**DOCUMENT TEXT**
********************

"Je m'appelle Bagdad" is the second single to be released from Tina Arena's fifth studio album Un autre univers. It is a ballad with various orientalist themes. The song received significant airplay on French radio as did its predecessor "Aimer jusqu'à l'impossible".

Arena is quoted as saying the song's title, which roughly translates as "My Name Is Bagdad", is misleading. "This is not a political song and it’s not about a political subject. It’s a metaphor - like a poem. It’s a woman saying ... I was once beautiful and now I’m in ruins, I’m destroyed."

********************

(Dataset entries)
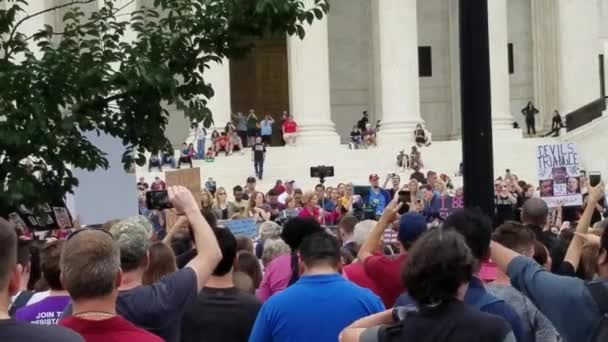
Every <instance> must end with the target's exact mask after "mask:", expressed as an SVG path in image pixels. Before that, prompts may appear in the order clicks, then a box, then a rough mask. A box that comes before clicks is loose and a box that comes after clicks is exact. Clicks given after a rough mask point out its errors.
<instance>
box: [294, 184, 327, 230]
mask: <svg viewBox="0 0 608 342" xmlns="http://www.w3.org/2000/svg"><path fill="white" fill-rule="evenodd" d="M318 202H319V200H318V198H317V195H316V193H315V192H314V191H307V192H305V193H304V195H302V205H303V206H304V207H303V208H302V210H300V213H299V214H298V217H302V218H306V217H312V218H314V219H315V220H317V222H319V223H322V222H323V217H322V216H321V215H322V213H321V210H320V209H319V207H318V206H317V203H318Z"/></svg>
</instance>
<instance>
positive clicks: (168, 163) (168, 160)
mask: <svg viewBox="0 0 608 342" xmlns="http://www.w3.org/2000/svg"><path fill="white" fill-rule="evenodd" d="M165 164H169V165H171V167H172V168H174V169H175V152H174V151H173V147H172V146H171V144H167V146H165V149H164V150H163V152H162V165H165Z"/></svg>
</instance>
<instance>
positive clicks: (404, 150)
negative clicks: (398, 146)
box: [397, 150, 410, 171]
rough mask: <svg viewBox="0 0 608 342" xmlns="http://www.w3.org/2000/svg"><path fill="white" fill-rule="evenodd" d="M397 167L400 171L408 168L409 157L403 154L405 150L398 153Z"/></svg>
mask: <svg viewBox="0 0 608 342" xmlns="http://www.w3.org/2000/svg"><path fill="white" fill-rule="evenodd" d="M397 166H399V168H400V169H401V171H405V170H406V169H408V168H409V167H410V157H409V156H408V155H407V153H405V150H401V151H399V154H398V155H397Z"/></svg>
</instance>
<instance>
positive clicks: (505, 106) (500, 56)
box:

********************

**THINGS TO DO**
• A. Answer these questions from the passage about the song "Je m'appelle Bagdad":
(i) Which album was the song released from, and which studio album was it for Tina Arena?
(ii) Which earlier single also received significant airplay on French radio?
(iii) What does Arena compare the song to instead of calling it a political song?
• B. Continue the passage about the song "Je m'appelle Bagdad" from its last sentence.
The dataset entries are separate material, unrelated to the passage about the song "Je m'appelle Bagdad."

**ANSWERS FOR EACH ITEM**
• A.
(i) It was released from Un autre univers, her fifth studio album.
(ii) "Aimer jusqu'à l'impossible."
(iii) She calls it a metaphor, like a poem.

• B.
Track listing
CD single
"Je m'appelle Bagdad" (David Gategno, Elodie Hesme) – 4:19
"Si j'avais le temps" (Tina Arena, Patrick Fiori, Vincent Hare) – 4:11
"Je m'appelle Bagdad (Remix)" (Gategno, Hesme) – 3:50

Music video
The video for the song was filmed in February 2006 in the Tunisian desert and the Palace of Tozeur by Thierry Vergnes, who also directed the video for "Aimer jusqu'à l'impossible". About the video, Arena said, "There's always pressure to make a beautiful video but I really wanted tell the story of how complex humans are and how they can both create and destroy beautiful things." An Iraqi orthodontist living in France has also created a video, hosted on YouTube, of the song.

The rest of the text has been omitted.